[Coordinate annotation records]
[start]

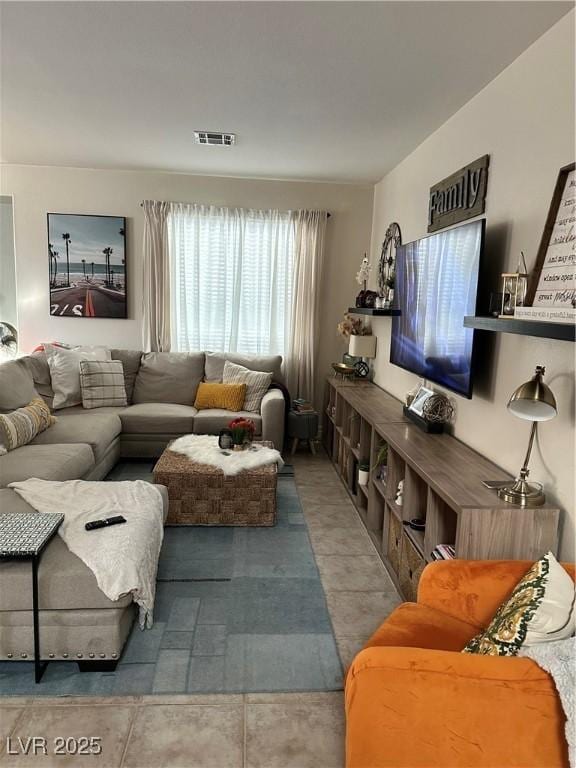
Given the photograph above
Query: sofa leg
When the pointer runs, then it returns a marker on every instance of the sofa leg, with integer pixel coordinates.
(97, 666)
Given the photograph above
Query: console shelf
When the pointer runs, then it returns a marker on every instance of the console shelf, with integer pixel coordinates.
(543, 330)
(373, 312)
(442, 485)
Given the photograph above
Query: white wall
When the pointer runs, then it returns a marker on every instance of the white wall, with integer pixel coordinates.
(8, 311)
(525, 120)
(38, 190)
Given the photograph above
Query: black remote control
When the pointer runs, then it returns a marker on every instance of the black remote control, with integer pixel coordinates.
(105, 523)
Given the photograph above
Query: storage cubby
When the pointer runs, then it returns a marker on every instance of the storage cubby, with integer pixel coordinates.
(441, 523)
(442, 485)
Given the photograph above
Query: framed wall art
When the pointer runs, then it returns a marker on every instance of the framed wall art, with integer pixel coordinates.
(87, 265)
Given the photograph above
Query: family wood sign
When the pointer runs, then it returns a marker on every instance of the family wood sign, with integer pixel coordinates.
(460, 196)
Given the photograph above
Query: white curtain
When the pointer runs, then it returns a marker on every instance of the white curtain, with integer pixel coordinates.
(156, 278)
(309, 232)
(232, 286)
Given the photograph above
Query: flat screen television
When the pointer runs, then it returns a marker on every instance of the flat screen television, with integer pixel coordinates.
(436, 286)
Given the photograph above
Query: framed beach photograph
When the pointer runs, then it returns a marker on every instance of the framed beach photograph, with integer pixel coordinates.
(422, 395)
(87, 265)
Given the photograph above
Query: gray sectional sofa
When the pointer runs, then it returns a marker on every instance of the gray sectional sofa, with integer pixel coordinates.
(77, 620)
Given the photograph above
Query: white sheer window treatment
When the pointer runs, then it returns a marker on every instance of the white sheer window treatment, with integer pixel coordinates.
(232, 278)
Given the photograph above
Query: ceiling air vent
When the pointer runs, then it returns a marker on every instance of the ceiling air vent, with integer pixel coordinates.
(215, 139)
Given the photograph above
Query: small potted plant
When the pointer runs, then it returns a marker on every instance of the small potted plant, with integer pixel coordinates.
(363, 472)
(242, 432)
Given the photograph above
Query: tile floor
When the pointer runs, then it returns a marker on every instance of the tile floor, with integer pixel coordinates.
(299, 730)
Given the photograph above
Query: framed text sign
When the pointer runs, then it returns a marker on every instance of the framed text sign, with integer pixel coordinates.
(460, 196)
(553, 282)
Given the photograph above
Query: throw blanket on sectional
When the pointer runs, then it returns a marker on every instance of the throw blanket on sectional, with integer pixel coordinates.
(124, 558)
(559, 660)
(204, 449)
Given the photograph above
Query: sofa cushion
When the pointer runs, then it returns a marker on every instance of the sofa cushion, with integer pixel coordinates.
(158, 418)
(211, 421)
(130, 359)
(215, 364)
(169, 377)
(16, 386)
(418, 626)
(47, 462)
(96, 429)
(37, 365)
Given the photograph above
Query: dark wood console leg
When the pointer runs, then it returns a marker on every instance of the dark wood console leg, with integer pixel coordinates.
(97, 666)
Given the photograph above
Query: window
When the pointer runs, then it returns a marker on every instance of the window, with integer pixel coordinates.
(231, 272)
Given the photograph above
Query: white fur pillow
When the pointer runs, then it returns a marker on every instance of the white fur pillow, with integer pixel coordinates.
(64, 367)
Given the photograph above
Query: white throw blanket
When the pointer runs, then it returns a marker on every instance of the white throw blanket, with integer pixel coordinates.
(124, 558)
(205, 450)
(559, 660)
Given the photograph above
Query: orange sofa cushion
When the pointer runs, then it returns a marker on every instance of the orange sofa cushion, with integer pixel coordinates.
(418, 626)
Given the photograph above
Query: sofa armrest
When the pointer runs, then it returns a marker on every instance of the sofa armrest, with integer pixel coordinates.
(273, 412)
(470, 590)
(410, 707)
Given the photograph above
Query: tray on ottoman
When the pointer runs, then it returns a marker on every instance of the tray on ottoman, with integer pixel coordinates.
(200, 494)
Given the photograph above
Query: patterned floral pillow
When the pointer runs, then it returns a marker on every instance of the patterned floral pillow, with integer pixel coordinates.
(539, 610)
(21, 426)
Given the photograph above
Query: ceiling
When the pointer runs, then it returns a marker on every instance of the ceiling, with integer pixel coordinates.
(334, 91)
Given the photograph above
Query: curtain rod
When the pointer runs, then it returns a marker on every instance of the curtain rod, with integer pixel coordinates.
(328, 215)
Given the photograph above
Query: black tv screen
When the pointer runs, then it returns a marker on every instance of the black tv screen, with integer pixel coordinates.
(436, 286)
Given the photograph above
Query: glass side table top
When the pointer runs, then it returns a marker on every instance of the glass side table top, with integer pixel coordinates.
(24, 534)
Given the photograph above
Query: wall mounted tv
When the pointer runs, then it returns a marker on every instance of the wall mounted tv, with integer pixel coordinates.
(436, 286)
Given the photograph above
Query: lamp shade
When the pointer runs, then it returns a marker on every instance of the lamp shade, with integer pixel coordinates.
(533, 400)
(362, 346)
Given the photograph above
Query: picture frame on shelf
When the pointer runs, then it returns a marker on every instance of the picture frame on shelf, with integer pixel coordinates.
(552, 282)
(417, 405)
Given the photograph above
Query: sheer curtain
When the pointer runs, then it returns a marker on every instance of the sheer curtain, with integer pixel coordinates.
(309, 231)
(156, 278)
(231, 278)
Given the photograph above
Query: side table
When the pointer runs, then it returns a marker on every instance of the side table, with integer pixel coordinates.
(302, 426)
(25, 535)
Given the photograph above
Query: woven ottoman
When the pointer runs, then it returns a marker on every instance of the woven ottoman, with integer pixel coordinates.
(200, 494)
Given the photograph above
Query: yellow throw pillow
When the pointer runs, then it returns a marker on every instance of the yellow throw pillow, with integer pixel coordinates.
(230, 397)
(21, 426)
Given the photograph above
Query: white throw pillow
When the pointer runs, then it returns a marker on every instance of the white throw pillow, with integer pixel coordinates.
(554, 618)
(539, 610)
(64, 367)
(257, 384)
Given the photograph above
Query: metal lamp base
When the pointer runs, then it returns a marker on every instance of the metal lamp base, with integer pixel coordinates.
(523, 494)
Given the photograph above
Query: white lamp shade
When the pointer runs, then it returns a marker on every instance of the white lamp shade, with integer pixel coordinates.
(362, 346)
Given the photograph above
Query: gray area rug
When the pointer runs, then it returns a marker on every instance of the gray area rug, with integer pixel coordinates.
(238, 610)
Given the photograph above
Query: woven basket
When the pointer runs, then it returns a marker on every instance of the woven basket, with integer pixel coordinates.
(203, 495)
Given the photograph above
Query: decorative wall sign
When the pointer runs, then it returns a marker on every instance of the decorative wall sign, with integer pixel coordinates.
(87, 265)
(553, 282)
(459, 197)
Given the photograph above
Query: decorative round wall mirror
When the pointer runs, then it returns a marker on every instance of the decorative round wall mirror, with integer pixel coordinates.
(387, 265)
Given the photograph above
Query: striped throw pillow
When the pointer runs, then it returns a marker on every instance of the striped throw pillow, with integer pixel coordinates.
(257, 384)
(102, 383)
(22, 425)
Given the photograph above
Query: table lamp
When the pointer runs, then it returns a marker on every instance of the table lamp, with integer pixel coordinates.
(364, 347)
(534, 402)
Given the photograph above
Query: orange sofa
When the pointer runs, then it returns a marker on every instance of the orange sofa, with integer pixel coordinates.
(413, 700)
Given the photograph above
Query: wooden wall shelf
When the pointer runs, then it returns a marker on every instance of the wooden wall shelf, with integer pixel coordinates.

[end]

### Instruction
Without including any pictures, print all of the material exactly as given.

### Result of the task
Given the photograph above
Query: sofa leg
When the pointer runs, then it returns a marker on every instance of the sofa leg, with integer pixel coordinates.
(97, 666)
Given the photograph above
Query: console shelf
When the pointer runs, then it returns a marker on every instance of the console shelf, with integer pixel coordinates.
(543, 330)
(373, 312)
(442, 485)
Given the photograph above
Query: white wall
When the pointer runs, then it returns a marker on every instance of the white wall, with integer pixel coordinates.
(8, 311)
(525, 120)
(38, 190)
Given the photograph above
Query: black remote control
When the pointer runs, then it returns a marker on every instance of the black remote control, with integer pixel coordinates.
(105, 523)
Given the photograph above
Query: storage cubby
When the pointer runs, then it returns a marker on every instance of the storage cubby, with integer pixel coordinates.
(441, 523)
(442, 485)
Given the photograph above
Query: framed wall art
When the pointer runs, then it returns a marker on every instance of the framed wall art, with integer pixel coordinates.
(87, 265)
Given the photograph above
Query: family wood sign
When the pointer runs, then it returns a marker on every instance of the family wood sign, with integer pixel coordinates.
(460, 196)
Given the photograph above
Query: white curtain
When the pointer runs, then it returns a marker on every instance of the white curtain, with integer pixel coordinates.
(156, 278)
(309, 232)
(232, 286)
Given the photograph above
Query: flat screen television
When the pointer runs, then it returns a marker on every instance of the flat screen television, with integer pixel coordinates.
(436, 286)
Given the photograph above
Query: framed beach photograph
When the pointer runs, then it returns a marker on every instance of the framed beach photograph, with integer pixel coordinates.
(422, 395)
(87, 265)
Given the photograph above
Query: gray sectional sofa
When the pointer runs, then it returns a marker on every instance of the gray sectional sofa, with integer pixel coordinates.
(77, 620)
Given the photograph above
Query: white sheer window treatment
When the pointer runs, then it returns a marker on every instance of the white sheer window treatment, with integer pixel coordinates.
(232, 278)
Given the photograph above
Query: ceiling air vent
When the pointer runs, then it returns a marker on every instance of the ceiling air vent, with integer pixel coordinates.
(215, 139)
Given the photograph above
Query: small potted plant
When the pointer runs, then it returns a marker on every instance of the small potted plant, with integer pixel coordinates.
(363, 472)
(242, 432)
Given the photograph above
Query: tile floor
When the pointer runs, then it returns a marker on every instance of the tile floor, with integer pixel coordinates.
(299, 730)
Given the photograph above
Query: framed text sign
When the pointer runs, then it returns a marker on every instance of the framed text sign, with integer pixel coordinates.
(460, 196)
(553, 282)
Given the photograph above
Query: throw blanket on sectional
When the pointer runs, then it returns a marker on every instance of the throw blanket on sectional, with integer pixel coordinates.
(124, 558)
(559, 660)
(204, 449)
Given the photograph above
Query: sofa cushion
When the pointer runs, then it returns a marker on every instance of the sofa cushion, with integer pixel coordinates.
(158, 418)
(211, 421)
(130, 359)
(215, 364)
(169, 377)
(16, 386)
(418, 626)
(47, 462)
(96, 429)
(37, 365)
Given the photograph above
Query: dark wood console leg
When the pointer runs, then it returns a marker on every instance of the dark wood console leg, with integer pixel coordinates.
(97, 666)
Given the photograph above
Query: window
When the pointer runs, then it returns a marker on every instance of the window, with integer pixel coordinates.
(231, 272)
Given the photograph above
Query: white fur pillow
When the pointer runs, then it returns a marker on every instance of the white fur pillow, with integer pixel coordinates.
(64, 367)
Given the photograph above
Query: white throw blanket
When the pointer runs, then it returns a marker on every instance of the white throw blanket, with integer pixel coordinates.
(124, 558)
(205, 450)
(559, 660)
Given the photograph above
Query: orange sofa cushion
When the pointer runs, then it returns a marker on every instance of the orange sofa cushion, with integer pixel coordinates.
(418, 626)
Given the photograph above
Query: sofa armrest
When the pointer runs, then it returns a marker on every instance of the sofa armrest, with integer pixel coordinates.
(273, 412)
(470, 590)
(410, 707)
Given the photograph above
Query: tray on ottoman
When the pointer runs, then it returns a marker on every instance of the tray on ottoman, with integer pixel coordinates.
(200, 494)
Given the photograph above
Query: patterned floral pillow
When the pointer runs, then it returns a marker on every instance of the patterned floral pillow, with integer pixel coordinates.
(539, 610)
(21, 426)
Given the photograph above
Query: ceiling
When the pointer runs, then it returns a marker on every instance of the ceiling, with integer pixel coordinates.
(334, 91)
Given the photograph above
Query: curtain rod
When the pointer runs, then it returns a marker on every instance of the curtain rod, with integer pixel coordinates.
(328, 215)
Given the photograph above
Query: black tv screen
When the pointer runs, then it returns a marker on every instance of the black tv screen, with integer pixel coordinates.
(436, 286)
Given the photograph above
Query: glass side table top
When the pointer runs, then it returns a marker on every instance of the glass side table top, with integer pixel coordinates.
(24, 534)
Given the photograph above
Query: wall mounted tv
When the pointer runs, then it returns a marker on every instance of the wall mounted tv, with integer pixel coordinates.
(436, 286)
Given the photograph above
Query: lamp shade
When the pointer runs, then it returns a marker on every instance of the lamp shade, with integer pixel coordinates.
(533, 400)
(362, 346)
Given the photograph above
Query: picture frame on shelf
When the pointer runs, then it returns a marker on every instance of the picture frame on shelf, with integer pixel coordinates.
(552, 282)
(417, 405)
Given the photograph above
Query: sheer curtain
When the pointer runs, then it returns a marker on every instance of the sheer curtain, with integer pixel coordinates.
(309, 231)
(156, 278)
(231, 278)
Given the photograph above
Query: side table
When the pointer runs, then it returns a marker on every instance of the side table, with integer pixel coordinates.
(302, 426)
(25, 535)
Given the photograph above
Query: woven ottoman
When the pointer runs, then it returns a marker on every instance of the woven ottoman, with integer pixel coordinates.
(200, 494)
Given the photograph above
Query: yellow throw pillow
When the pointer runs, then it returns a marker on every instance of the yellow throw pillow, with integer pixel coordinates.
(230, 397)
(21, 426)
Given the photograph above
Query: white throw pillow
When the pointer runs, then it returns a marker on every instance of the white throw pillow, with integer pixel coordinates.
(554, 618)
(539, 610)
(64, 367)
(257, 384)
Given the photograph above
Query: metal lamp base
When the pointer runs, then it returns a marker on every instance of the metal lamp base, with integer pixel coordinates.
(523, 494)
Given the photograph above
Query: white lamp shade
When the pointer runs, then it returns a marker on every instance of the white lamp shade, with integer pixel coordinates.
(362, 346)
Given the photograph above
Query: gray area rug
When the pointer runs, then it returns a marker on every instance of the gray area rug, with integer pixel coordinates.
(238, 610)
Given the photograph above
Query: woven basket
When the pointer runs, then it returns a marker on every instance of the woven basket, with integer pixel coordinates.
(203, 495)
Given the photograph above
Query: decorative wall sign
When the pointer runs, then it returns a marker on every instance of the decorative wall sign, with integer pixel coordinates.
(87, 265)
(553, 282)
(459, 197)
Given the photograph above
Query: decorative round wall mirror
When the pointer runs, then it returns a marker on every instance of the decorative round wall mirror, with integer pixel coordinates.
(387, 265)
Given the photograph above
Query: striped throw pillow
When the pointer runs, then it returns a marker on every instance of the striped throw pillow, with integer pixel coordinates.
(257, 384)
(102, 383)
(22, 425)
Given the photograph above
Query: table lamp
When the pointer runs, then it returns a marker on every instance of the table lamp, with integer pixel coordinates.
(364, 347)
(534, 402)
Given the photograph above
Query: orange sofa
When the pointer runs, then it returns a marker on every instance of the orange sofa, with integer pixel coordinates.
(413, 700)
Given the photograph above
Query: wooden wall shelf
When the pointer runs, then it returns a marker on every instance of the wooden wall shelf, with integer pixel coordinates.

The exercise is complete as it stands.